* [Set task A]
In the blog post on plot lines, for how many suspects did the writer develop back stories, motives, and alibis?
* [Set task B]
Reproduce the lines of the records starting with the line that contains "Mark the region of each instance of the sky" and going on through the last line of the records.

## START Article

30 March 2010

How Many Plot-lines Does Your Story Have?

After nearly 10 years of providing Plot Consultations to writers all over the world, I have come to appreciate the varied ways writers approach the writing process and write. Last week and this, I have had the honor of working with a writer with a unique approach.

He has at least five plot lines going on (nothing unusual there):
  • Character Emotional Development = inner
  • Dramatic Action = murder mystery = outer
  • Thematic Significance
  • Orphan story
  • Romance 
I first consulted with this writer nearly a year and a half ago. Then, he had a strong character emotional development or internal plot line with very little in terms of the external murder mystery plot. Since then, he has worked non-stop developing well-thought out plot lines for each of the elements most important to his story. For each of the six suspects, he developed complex back stories, motives, and alibis. The pre-work he has done is awe-inspiring.

So why come to me? He needed help weaving all the plot lines together into a suspenseful and exciting, poignant and emotional story.

His Plot Planner is likely the longest one I have ever created for another writer -- my personal Plot Planners always tend to be on the loooong side.

This writer has a two-week vacation coming up in a week. With the plan in front of him, he has only to write each next scene as they appear on the Plot Planner. No need to use his linear, logical, critical side of his brain at all. He's done all that.

Now is the time to write.

Simply write what is in front of him.

Get a first draft on the page.

Let it rest.

Rewrite at least once.

Then send out to the waiting agent and editor....

Sounds like heaven to me.

Inspired process. True dedication. Professional approach. Amazing story.

I wish him all the success in the world!!

(For any of you curious about how I come by putting the puzzle pieces together:
Jigsaw Puzzles, Not Everyone Likes Them )

(For a bit about how to create your own Plot Planner with multiple plot lines:
Plot Writing )

25 March 2010

Silence the Beastie Critic in You

Two plot consultations in two days with two writers struggling with the same dilemma I see more than any other and could very well be the deadliest writers' flaw of all. An overzealous critic silences the creative process in general and especially so in the first draft.

2 Bits of Advice: 

1) I encourage you to keep going. Do not go back and start again. Rather, pick up where you left off and write all the way through to the end. Write early in the morning before the critic has awakened -- your beast, so to speak. Do not read what you've written. 

2) Give yourself positive affirmations about your writing. Write them on post-it notes and post all over the house = on your bathroom mirror, the refrig, etc. Tell yourself:
  • I am a great writer
  • I enjoy the creative process of writing my thoughts down on paper for others to enjoy
  • I marvel at my ability to fill up a blank page with valuable information
  • I am grateful for the creative muse to visit me and inspire me and allow words to flow from me to the page. 
Continue with your own messages to yourself.

Reprogram your belief system. Don't give in to the belief that you are not good enough, that you are not a writer or whatever else you are now currently saying to yourself. See yourself sitting down writing and enjoying the process, enjoying seeing the words flow, enjoying seeing your imagination become reality. Visualize this over and over and over again as you're driving, brushing your teeth, hanging out. Believe in yourself as a writer.

At first it will feel false, soon it will be real.

Turn off your critic. Allow yourself to be a true writer which means you appreciate the creative process and that the right words do not always come out the first time, that you cannot always convey what you imagine for your story the first time. Writing is a process. Get the words down. Later you can go back and be brilliant.

## END Article
## START Dataset excerpts

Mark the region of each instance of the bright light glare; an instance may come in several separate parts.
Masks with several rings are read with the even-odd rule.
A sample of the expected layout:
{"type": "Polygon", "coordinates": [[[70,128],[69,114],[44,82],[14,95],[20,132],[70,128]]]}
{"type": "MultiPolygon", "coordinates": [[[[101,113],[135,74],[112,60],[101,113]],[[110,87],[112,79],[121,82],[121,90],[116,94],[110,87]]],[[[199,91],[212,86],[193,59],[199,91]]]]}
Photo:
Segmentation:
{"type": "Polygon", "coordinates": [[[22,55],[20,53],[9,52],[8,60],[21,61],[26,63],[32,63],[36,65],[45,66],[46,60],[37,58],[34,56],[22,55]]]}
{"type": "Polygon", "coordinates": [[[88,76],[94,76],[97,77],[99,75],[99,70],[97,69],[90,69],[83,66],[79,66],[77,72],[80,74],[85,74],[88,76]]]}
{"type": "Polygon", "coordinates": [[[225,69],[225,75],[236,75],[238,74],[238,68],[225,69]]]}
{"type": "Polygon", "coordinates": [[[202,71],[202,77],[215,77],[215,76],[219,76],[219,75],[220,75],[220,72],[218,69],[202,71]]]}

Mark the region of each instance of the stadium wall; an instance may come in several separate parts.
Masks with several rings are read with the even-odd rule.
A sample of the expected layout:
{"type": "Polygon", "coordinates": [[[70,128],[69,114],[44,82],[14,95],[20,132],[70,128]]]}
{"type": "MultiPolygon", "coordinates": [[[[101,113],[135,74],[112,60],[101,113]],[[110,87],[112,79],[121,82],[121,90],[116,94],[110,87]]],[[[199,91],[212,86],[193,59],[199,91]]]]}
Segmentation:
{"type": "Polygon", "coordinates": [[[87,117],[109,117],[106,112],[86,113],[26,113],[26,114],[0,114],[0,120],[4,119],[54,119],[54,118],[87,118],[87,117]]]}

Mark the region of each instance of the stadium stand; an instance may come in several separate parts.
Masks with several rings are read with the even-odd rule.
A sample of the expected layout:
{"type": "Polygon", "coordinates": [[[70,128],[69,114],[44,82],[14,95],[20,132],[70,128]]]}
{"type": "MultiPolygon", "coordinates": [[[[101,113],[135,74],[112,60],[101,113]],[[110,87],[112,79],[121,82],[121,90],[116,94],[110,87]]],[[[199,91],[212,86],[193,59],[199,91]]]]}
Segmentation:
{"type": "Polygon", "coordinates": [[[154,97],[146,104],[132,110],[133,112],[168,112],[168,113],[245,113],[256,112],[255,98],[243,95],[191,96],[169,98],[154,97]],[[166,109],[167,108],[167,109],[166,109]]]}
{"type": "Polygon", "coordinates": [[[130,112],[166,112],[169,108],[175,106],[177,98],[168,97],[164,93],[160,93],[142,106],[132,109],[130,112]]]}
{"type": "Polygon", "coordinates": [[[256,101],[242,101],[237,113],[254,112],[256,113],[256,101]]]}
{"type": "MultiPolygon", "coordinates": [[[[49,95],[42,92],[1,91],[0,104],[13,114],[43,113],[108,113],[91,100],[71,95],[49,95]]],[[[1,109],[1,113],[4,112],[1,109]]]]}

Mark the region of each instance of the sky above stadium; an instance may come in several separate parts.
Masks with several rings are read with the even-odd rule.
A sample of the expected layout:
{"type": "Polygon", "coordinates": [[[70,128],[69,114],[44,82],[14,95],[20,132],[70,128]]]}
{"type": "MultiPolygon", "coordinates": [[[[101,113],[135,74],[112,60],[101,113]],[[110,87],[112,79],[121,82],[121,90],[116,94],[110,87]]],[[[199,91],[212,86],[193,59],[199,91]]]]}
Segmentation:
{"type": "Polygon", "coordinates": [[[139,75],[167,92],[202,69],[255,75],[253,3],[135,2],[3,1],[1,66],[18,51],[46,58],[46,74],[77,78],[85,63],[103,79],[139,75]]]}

## END Dataset excerpts

* [Exercise result A]
Six.

* [Exercise result B]
Mark the region of each instance of the sky above stadium; an instance may come in several separate parts.
Masks with several rings are read with the even-odd rule.
A sample of the expected layout:
{"type": "Polygon", "coordinates": [[[70,128],[69,114],[44,82],[14,95],[20,132],[70,128]]]}
{"type": "MultiPolygon", "coordinates": [[[[101,113],[135,74],[112,60],[101,113]],[[110,87],[112,79],[121,82],[121,90],[116,94],[110,87]]],[[[199,91],[212,86],[193,59],[199,91]]]]}
Segmentation:
{"type": "Polygon", "coordinates": [[[139,75],[167,92],[202,69],[255,75],[253,3],[135,2],[3,1],[1,66],[18,51],[46,58],[46,74],[77,78],[85,63],[103,79],[139,75]]]}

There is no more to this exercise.